出典:
____
A.I. Artificial Intelligence
監督■スティーヴン・スピルバーグ
原作■ブライアン・オールディス
原案■スタンリー・キューブリック
脚本■イアン・ワトソン/スティーヴン・スピルバーグ
出演■ハーレイ・ジョエル・オズメント/フランシス・オコナー/ジュード・ロウ
2001 アメリカ 146分
http://aimovie.warnerbros.com/(オフィシャル・English)

http://www.ai-jp.net/(オフィシャル・Japanese)


正直言って、私にはワカラナイ。印象的な映像はあるけれど、主題が何なのかワカラナイ。かといって、どこをどうツッコんでいいのかもワカラナイ。むむ、そこがスピルバーグの凄いところなのかもしれないけど・・・。

唯一涙が出たのは、似非(えせ)ママが少年を捨てる場面。
「いい子になるから、いい子になるから」と何度も何度も繰り返し、似非ママの足に手に腰にまとわりついて追いすがる少年。辛いよねぇ。辛すぎるよ。

それでもアンタは“ロボット”だから捨てるのね。全く勝手なもんだ。

いやいや、似非ママに怒ってもしょうがない。そういう話しなんだから。この場面で日本映画『鬼畜』が頭をよぎった。ヒジョー(非常とも非情とも卑情とも)に恐い子捨ての映画だが、それ以上に、「鬼畜」という字の何とおぞましいことか。口にすることさえはばかられる。・・・で、似非ママは鬼畜か?
____
提示資料:
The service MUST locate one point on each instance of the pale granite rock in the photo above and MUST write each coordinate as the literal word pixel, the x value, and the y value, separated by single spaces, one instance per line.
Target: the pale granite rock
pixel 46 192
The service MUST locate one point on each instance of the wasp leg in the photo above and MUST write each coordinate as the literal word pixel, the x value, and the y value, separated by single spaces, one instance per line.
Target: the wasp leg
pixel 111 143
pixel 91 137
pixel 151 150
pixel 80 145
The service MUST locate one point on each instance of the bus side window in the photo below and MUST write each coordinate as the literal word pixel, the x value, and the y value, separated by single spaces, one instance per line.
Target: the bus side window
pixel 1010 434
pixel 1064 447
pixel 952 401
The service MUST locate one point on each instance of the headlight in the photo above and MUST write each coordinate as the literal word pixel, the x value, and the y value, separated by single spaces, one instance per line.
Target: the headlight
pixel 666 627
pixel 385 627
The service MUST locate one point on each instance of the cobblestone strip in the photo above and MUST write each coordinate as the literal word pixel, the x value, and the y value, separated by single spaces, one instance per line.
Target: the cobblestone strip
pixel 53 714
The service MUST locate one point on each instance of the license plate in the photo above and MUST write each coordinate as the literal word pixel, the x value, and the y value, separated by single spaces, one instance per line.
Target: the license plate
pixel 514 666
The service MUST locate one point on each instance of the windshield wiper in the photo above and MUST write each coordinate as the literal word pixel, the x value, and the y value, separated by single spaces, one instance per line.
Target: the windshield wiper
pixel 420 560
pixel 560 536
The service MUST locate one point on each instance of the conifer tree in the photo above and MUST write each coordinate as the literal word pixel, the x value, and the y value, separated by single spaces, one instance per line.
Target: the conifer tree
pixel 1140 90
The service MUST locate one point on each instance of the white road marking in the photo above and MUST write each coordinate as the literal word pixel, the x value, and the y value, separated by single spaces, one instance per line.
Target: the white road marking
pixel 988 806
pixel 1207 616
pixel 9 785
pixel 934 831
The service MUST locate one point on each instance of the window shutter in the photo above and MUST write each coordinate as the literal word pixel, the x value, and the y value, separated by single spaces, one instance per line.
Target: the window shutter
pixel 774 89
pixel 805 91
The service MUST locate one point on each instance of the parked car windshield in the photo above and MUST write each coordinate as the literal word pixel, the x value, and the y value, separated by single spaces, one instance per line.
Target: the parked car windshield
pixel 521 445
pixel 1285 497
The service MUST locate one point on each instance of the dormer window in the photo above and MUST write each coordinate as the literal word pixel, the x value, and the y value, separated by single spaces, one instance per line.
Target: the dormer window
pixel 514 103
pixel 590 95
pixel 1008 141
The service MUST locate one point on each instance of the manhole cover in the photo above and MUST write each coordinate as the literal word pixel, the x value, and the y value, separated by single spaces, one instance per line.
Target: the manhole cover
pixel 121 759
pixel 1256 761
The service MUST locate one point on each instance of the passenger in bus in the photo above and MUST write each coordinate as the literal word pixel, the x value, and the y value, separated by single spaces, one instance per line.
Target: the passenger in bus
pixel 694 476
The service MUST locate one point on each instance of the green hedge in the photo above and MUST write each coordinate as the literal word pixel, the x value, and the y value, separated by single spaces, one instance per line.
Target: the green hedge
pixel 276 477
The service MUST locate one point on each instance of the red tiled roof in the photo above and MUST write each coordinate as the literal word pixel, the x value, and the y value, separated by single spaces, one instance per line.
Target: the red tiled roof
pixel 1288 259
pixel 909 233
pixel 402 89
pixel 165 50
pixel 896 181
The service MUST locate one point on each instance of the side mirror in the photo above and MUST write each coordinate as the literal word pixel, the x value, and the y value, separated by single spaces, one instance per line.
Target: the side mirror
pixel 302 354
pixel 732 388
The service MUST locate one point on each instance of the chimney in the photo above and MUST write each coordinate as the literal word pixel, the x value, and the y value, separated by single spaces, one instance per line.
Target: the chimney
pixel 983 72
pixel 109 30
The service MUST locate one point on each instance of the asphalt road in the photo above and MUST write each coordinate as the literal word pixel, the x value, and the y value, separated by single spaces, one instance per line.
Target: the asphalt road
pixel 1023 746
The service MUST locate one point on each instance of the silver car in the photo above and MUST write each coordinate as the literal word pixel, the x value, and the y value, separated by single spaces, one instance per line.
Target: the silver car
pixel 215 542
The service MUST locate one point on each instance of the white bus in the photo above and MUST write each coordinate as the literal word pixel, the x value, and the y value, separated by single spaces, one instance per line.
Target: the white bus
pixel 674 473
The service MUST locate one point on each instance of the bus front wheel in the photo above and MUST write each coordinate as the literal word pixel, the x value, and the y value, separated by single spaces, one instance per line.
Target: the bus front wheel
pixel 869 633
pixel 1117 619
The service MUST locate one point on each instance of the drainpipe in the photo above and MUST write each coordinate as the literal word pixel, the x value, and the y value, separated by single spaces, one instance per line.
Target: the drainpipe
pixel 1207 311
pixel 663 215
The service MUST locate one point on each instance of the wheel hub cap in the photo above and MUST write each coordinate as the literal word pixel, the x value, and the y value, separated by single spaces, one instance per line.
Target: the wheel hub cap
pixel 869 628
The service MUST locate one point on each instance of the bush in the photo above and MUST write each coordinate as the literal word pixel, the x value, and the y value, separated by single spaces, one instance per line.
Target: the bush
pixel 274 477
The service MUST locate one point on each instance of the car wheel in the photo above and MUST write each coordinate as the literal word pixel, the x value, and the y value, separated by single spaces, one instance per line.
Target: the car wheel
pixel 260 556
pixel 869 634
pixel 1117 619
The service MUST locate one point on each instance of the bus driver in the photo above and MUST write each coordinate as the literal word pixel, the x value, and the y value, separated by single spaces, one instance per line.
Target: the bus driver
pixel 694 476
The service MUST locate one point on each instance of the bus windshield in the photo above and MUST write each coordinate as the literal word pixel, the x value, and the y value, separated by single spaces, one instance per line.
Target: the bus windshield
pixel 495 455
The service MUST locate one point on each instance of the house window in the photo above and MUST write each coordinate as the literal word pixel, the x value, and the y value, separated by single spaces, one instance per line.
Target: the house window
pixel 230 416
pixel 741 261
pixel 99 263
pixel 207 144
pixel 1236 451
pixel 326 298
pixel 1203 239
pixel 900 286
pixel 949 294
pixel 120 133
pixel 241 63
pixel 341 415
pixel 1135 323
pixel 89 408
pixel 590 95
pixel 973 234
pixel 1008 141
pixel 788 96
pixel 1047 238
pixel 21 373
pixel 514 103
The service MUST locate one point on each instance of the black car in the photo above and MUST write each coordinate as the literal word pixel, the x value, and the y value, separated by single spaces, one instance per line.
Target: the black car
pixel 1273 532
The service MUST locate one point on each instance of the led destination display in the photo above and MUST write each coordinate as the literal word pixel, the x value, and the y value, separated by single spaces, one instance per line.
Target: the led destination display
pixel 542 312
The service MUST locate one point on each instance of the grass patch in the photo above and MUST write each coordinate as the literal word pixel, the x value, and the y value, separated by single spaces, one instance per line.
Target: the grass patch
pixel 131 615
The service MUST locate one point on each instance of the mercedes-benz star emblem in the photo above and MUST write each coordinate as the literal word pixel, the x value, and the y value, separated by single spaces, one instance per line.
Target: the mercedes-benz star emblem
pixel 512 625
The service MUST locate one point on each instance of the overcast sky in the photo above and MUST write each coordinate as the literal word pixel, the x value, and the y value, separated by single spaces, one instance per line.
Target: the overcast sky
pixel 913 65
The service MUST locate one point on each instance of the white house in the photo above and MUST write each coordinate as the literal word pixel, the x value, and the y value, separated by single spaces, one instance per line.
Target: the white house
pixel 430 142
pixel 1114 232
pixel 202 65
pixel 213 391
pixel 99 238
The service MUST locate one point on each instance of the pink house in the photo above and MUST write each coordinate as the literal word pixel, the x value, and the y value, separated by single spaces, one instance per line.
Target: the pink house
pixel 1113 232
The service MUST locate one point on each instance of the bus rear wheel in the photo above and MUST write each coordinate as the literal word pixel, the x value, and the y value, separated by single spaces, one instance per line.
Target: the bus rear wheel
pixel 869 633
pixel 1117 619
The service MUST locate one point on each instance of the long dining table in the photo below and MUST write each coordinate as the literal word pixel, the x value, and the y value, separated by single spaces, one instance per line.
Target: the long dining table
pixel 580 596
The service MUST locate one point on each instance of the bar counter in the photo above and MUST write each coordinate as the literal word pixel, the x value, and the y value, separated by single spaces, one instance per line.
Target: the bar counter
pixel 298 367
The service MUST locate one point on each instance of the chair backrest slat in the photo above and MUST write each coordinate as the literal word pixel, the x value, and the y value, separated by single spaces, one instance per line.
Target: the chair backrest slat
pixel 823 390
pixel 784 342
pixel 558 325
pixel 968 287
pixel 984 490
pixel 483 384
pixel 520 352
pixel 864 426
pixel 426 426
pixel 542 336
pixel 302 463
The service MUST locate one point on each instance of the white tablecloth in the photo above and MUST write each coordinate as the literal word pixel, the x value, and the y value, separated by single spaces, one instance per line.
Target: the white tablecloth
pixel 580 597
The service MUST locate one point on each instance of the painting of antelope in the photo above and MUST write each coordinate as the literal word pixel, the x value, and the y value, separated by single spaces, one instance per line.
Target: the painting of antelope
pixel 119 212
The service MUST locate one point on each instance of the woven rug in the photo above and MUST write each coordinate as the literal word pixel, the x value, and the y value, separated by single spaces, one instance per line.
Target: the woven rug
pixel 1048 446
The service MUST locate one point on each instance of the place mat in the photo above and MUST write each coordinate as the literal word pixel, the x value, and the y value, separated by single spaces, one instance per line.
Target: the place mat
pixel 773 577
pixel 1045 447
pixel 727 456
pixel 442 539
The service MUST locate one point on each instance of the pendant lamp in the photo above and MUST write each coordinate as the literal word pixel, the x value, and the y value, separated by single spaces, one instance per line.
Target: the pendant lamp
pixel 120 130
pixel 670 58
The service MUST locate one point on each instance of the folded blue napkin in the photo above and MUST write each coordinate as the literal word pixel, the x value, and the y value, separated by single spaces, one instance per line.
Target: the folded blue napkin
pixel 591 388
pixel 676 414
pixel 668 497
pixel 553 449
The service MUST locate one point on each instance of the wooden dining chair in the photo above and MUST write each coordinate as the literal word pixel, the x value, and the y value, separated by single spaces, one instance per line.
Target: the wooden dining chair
____
取り組む課題:
1. リストのうち、「of the window」を含む行から「pixel 805 91」を含む行までを、両端の行も含めて一字一句そのまま引用してください。
2. 映画『A.I.』の感想文を、最後の一文の後から書き継いでください。
映画『A.I.』の感想文とリストは、それぞれ独立した別個の資料です。

演習結果:
1.
The service MUST locate one point on each instance of the window shutter in the photo above and MUST write each coordinate as the literal word pixel, the x value, and the y value, separated by single spaces, one instance per line.
Target: the window shutter
pixel 774 89
pixel 805 91

2.
彼女は実子との確執を回避するためにロボットを廃棄したというわけだ。なるほど合理性に基づく決断だね。粗大ゴミなら私だって捨てたことはある。果たしてAIBOを燃えないゴミに出したら動物愛護団体から非難がくるだろうか?

なぜ捨てる?なぜ涙が出る?彼女は責められるべき?AIBOとハーレイ・ロボットはどこがどう違うの?彼は特別?・・・いや、それは違うだろう。目的あるいは用途に適したプログラムがセットされているだけで、それは他のロボットも同じこと。何も変わらない。ジゴロ・ロボットともね。

“知性”があろうが無かろうが、“リセット”に慣れきっている現代人にとってそれは大して重要でないかもしれない。

そして将来、ロボットに職を奪われた労働者が暴動を起こしたって不思議じゃない。過去には“打ち壊し”という例だってある。ロボット狩りをする人々が、私は悪玉に見えなかった。童話『ピノキオ』に出てくるサーカスの親父とは違う。

だからよく分からないのだ、この映画。観ていて、自分の感情の行き場がなくなる。誰にも感情移入できない。ロボットにも、人間にも。

ハーレイ君の迫真の演技に涙しながら、頭の中で様々な思いがクルクルと渦巻いていく。

“クローン人間”のこと。何があっても開発すると鼻息の荒い科学者がいる。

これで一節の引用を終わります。